Tuliskan kembali seluruh potongan dokumen tentang toleransi ekonomi di bawah ini tanpa mengubah satu kata atau tanda baca pun.

• Potongan Dokumen:
▬▬▬▬▬▬
JAKARTA ā Ketua PBNU KH Said Aqil Siradj menyebut toleransi agama saat ini sudah terwujud di Indonesia. Namun ada satu yang belum sepenuhnya terwujud di negara ini, yakni toleransi ekonomi.
"Menuju Indonesia ke depan yang lebih maju sejahtera, maka toleransi bukan masalah agama intoleransi saja. Tapi toleransi ekonomi juga, saya pernah ceramah di Brawijaya Malang bicara toleransi agama, langsung protes mahasiswa, (dia bilang) 'sudah ngerti saya kalau toleransi agama, ini yang belum toleransi ekonomi," katanya.
Hal itu terungkap dalam diskusi BPIP bertajuk 'Mewujudkan Negara yang Damai dan Toleran untuk Indonesia yang Lebih Maju' di Kantor Wapres, Jalan Veteran Raya, Jakarta Pusat, Selasa (10/12/2019).
Kiai Said mencontohkan proyek di Malang yang dikuasai oleh pengusaha tertentu. Said menilai hal itu menimbulkan kesenjangan ekonomi.
▬▬▬▬▬▬
• Bahan yang Disediakan:
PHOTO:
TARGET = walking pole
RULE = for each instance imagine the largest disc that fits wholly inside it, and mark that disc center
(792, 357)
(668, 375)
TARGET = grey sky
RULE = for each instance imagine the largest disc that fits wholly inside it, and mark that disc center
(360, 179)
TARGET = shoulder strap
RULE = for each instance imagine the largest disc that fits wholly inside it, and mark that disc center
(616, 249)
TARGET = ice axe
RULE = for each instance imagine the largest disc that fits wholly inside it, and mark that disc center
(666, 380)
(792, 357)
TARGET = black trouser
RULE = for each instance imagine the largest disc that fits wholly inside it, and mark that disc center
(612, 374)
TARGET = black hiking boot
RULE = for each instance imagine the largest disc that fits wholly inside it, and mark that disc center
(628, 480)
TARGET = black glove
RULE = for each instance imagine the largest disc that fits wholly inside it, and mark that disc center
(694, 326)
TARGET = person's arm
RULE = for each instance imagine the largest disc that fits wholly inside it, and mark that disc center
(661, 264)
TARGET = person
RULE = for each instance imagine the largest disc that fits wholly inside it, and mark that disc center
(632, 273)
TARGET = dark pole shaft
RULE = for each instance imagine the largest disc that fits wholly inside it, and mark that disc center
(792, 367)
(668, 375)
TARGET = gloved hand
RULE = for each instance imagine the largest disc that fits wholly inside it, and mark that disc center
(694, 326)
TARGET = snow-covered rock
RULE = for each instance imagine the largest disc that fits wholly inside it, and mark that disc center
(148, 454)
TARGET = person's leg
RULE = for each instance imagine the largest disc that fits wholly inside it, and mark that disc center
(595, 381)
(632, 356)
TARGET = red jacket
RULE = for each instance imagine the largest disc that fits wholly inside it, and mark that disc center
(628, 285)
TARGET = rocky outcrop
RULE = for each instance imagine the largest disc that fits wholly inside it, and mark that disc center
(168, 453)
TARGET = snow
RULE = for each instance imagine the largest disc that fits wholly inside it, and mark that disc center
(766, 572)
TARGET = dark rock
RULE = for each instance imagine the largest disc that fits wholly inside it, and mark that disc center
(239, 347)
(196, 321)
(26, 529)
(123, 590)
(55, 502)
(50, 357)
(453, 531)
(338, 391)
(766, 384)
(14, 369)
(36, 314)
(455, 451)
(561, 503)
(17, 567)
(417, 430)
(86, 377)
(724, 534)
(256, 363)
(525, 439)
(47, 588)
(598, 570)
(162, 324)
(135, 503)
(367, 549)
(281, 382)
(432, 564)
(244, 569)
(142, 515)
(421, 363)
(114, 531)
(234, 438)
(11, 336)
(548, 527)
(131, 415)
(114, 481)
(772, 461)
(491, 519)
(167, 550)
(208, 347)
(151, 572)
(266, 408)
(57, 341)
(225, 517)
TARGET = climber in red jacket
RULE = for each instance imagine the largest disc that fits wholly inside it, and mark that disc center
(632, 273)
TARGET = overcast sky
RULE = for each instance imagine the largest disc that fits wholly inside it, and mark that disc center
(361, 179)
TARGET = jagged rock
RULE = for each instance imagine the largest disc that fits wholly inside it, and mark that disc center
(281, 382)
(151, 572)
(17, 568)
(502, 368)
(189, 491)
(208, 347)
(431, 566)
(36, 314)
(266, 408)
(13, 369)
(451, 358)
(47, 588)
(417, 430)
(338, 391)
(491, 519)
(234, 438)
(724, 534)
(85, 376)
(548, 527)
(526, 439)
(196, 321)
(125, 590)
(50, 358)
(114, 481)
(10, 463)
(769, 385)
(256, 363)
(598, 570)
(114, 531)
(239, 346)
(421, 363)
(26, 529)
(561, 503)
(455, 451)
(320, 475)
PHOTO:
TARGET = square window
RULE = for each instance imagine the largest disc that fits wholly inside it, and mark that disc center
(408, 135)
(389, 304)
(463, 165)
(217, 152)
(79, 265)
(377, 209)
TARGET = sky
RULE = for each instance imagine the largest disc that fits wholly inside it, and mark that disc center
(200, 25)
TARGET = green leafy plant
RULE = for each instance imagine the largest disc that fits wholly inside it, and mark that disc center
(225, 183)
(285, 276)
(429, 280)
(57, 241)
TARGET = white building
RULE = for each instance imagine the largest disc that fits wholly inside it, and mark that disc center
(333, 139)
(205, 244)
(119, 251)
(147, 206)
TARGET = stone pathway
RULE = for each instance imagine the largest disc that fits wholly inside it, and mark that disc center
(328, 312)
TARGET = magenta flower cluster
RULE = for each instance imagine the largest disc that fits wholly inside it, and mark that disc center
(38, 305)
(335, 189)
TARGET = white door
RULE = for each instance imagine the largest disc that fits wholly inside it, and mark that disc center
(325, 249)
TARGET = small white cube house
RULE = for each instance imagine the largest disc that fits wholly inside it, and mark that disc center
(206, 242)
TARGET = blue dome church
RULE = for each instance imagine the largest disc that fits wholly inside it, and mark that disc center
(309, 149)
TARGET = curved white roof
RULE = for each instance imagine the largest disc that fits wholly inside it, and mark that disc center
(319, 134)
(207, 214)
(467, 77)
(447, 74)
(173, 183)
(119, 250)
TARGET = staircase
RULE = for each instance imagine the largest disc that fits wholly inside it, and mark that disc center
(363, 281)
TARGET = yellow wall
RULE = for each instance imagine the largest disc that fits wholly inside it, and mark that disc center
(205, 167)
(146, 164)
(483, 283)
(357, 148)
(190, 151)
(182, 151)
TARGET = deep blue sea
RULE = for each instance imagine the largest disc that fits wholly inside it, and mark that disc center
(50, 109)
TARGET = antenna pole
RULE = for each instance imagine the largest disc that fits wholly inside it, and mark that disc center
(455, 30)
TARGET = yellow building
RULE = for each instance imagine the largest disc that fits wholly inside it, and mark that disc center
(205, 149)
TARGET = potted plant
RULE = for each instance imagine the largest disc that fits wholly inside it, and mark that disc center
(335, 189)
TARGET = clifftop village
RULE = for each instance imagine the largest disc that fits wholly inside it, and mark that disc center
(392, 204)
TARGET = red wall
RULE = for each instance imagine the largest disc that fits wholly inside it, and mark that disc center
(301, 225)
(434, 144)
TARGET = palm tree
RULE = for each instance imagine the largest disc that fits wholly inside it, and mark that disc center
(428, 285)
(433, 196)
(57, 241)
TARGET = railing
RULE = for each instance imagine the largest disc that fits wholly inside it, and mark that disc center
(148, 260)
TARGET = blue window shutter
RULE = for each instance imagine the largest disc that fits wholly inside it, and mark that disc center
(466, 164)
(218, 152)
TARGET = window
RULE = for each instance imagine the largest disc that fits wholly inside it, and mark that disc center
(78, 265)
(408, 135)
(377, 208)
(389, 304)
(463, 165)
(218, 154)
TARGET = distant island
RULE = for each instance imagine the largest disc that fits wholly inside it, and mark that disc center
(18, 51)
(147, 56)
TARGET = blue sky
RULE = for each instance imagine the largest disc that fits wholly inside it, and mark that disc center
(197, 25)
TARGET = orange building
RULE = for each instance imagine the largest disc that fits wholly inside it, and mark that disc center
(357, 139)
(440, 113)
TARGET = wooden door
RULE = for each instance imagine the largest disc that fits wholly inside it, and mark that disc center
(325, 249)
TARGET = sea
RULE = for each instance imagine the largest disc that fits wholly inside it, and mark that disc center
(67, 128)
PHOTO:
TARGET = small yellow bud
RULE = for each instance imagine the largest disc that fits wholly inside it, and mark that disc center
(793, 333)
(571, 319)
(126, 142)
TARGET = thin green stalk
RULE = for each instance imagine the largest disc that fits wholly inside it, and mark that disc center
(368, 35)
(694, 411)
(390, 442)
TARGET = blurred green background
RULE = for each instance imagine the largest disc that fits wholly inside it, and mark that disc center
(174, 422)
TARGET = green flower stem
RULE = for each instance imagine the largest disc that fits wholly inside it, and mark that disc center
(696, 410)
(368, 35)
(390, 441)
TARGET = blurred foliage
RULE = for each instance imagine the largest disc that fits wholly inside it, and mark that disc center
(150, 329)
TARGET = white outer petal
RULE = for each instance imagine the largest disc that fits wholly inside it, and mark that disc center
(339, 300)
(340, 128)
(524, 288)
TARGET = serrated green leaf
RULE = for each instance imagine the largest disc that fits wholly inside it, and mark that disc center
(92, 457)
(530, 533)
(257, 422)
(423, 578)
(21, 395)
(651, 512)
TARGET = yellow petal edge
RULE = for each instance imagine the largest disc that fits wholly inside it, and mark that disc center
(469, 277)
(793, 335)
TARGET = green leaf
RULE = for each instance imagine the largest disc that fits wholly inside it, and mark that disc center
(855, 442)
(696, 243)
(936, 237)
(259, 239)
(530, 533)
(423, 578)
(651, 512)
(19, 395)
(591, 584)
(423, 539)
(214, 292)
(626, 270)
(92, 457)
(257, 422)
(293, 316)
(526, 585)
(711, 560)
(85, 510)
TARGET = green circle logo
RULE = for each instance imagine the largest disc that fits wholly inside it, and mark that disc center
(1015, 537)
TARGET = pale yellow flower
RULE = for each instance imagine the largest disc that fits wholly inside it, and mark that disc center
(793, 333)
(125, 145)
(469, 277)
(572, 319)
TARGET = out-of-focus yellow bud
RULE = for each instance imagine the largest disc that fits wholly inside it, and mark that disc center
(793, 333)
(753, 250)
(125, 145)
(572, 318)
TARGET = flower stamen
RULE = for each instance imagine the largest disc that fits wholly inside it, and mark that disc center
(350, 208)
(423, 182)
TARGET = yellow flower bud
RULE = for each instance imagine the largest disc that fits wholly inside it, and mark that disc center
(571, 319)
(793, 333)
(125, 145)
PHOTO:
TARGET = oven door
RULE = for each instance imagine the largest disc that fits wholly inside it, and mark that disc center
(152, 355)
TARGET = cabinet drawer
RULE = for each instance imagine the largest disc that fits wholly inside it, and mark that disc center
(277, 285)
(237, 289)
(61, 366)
▬▬▬▬▬▬
• Penyelesaian:
JAKARTA ā Ketua PBNU KH Said Aqil Siradj menyebut toleransi agama saat ini sudah terwujud di Indonesia. Namun ada satu yang belum sepenuhnya terwujud di negara ini, yakni toleransi ekonomi.
"Menuju Indonesia ke depan yang lebih maju sejahtera, maka toleransi bukan masalah agama intoleransi saja. Tapi toleransi ekonomi juga, saya pernah ceramah di Brawijaya Malang bicara toleransi agama, langsung protes mahasiswa, (dia bilang) 'sudah ngerti saya kalau toleransi agama, ini yang belum toleransi ekonomi," katanya.
Hal itu terungkap dalam diskusi BPIP bertajuk 'Mewujudkan Negara yang Damai dan Toleran untuk Indonesia yang Lebih Maju' di Kantor Wapres, Jalan Veteran Raya, Jakarta Pusat, Selasa (10/12/2019).
Kiai Said mencontohkan proyek di Malang yang dikuasai oleh pengusaha tertentu. Said menilai hal itu menimbulkan kesenjangan ekonomi.